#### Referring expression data
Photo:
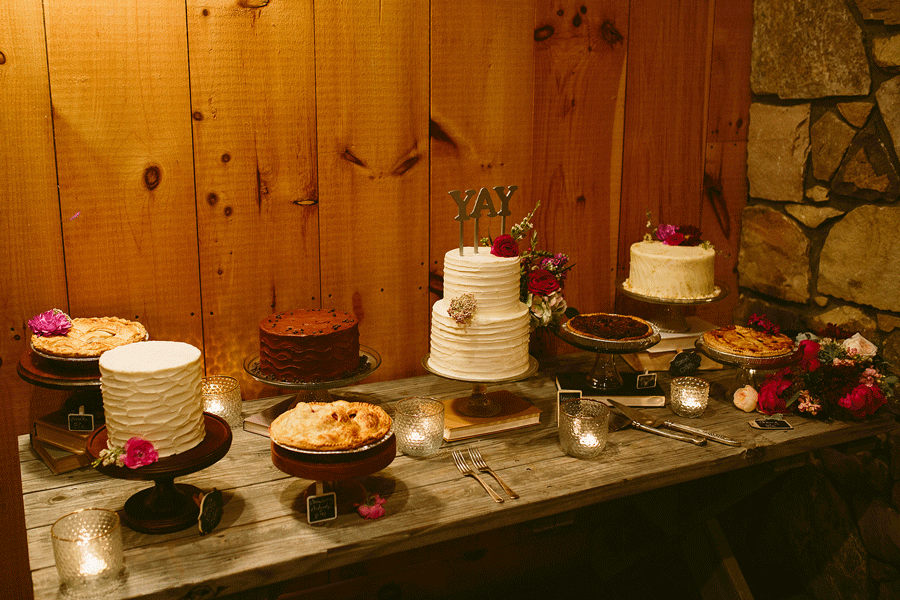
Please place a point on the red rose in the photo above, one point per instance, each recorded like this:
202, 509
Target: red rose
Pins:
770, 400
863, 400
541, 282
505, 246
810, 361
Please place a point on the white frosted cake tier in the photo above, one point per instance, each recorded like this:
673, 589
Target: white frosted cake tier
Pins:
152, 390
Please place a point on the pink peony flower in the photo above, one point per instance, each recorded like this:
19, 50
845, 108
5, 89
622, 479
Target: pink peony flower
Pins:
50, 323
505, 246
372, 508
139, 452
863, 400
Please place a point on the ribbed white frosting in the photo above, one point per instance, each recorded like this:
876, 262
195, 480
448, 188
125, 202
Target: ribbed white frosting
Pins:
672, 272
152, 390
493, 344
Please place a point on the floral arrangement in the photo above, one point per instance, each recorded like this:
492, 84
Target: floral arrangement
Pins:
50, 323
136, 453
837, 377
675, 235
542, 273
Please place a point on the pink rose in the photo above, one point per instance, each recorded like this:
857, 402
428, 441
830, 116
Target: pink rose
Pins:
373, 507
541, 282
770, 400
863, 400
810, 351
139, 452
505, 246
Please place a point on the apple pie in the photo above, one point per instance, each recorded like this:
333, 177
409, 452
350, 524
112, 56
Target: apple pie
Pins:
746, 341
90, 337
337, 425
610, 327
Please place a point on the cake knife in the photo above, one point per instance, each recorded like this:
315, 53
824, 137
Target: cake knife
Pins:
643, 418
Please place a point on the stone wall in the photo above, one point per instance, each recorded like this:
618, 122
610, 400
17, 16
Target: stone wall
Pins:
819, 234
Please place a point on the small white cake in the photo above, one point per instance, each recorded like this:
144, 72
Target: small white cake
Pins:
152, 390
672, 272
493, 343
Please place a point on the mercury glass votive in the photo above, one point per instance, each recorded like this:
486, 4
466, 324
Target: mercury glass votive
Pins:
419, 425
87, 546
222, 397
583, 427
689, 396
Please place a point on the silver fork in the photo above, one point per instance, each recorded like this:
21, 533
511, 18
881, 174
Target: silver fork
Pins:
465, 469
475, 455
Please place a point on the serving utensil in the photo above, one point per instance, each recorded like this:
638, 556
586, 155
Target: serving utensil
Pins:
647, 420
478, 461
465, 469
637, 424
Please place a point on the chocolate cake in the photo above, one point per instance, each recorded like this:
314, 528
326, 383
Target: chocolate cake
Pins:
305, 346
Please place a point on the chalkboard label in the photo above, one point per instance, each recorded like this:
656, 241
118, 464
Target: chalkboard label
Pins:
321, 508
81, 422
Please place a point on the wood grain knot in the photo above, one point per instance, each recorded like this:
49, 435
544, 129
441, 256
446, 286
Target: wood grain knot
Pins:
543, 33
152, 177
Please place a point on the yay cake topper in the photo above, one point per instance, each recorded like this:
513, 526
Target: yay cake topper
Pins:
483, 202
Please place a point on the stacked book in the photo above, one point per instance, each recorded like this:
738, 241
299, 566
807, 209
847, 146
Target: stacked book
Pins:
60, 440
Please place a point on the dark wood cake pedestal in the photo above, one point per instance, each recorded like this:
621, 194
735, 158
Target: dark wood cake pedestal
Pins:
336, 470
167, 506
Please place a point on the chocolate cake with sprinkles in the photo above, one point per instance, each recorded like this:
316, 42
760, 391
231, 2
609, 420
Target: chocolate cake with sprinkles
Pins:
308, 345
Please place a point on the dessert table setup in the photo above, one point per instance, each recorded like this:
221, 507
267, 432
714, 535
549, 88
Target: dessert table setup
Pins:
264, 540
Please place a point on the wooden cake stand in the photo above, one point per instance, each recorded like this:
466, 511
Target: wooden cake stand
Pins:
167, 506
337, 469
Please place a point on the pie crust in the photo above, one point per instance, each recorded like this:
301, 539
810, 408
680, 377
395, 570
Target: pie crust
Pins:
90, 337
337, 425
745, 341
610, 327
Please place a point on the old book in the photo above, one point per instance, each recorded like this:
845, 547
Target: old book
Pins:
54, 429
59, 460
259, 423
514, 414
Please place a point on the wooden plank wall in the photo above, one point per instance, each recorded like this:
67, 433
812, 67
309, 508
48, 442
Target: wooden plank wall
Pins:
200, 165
--
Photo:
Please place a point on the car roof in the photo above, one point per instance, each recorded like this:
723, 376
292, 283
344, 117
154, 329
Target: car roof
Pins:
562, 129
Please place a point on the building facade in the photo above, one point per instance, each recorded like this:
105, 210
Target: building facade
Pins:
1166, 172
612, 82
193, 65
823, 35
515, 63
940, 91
==
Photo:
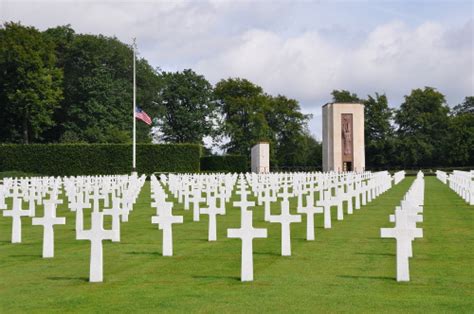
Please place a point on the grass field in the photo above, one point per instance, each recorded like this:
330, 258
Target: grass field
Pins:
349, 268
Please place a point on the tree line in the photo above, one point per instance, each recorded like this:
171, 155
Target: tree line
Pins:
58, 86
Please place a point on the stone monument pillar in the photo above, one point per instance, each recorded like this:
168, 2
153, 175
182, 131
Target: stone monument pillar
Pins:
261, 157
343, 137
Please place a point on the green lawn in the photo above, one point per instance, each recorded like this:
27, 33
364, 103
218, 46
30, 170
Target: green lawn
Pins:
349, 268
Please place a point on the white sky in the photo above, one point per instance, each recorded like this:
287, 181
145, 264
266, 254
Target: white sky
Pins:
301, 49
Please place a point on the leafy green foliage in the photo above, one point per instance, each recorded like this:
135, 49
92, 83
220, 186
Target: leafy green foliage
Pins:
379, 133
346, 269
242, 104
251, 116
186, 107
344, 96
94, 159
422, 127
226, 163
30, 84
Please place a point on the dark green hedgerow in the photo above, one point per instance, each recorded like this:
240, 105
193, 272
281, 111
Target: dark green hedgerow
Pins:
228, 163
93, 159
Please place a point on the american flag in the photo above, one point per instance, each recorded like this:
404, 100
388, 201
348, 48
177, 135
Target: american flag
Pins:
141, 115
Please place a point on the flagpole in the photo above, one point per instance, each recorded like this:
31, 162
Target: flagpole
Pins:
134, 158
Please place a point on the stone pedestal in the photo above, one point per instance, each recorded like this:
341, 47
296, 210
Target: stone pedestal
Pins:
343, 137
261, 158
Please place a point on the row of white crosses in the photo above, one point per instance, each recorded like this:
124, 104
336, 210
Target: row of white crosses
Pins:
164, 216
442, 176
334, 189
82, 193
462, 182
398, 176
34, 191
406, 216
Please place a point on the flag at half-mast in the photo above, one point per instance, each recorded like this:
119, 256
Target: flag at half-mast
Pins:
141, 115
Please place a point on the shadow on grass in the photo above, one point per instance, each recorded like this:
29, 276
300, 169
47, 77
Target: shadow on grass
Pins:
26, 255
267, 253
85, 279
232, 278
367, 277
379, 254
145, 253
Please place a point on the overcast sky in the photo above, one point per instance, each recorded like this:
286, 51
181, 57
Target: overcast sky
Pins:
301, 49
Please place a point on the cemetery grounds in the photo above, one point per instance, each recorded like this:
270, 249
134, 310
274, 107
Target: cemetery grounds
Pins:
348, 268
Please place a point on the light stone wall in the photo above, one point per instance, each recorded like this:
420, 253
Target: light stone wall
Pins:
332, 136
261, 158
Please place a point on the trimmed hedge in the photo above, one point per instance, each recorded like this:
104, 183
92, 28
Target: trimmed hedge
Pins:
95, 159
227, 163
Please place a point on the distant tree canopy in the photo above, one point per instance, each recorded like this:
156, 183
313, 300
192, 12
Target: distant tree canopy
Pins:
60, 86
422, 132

#### PROBLEM DESCRIPTION
Every line from the data above that contains "crosses" must appear in the answer.

#### SOLUTION TO THE EXERCISE
Please place a point on the row of white crosses in the photo above, one point per instance, each recorded like this:
Target: row of white crosses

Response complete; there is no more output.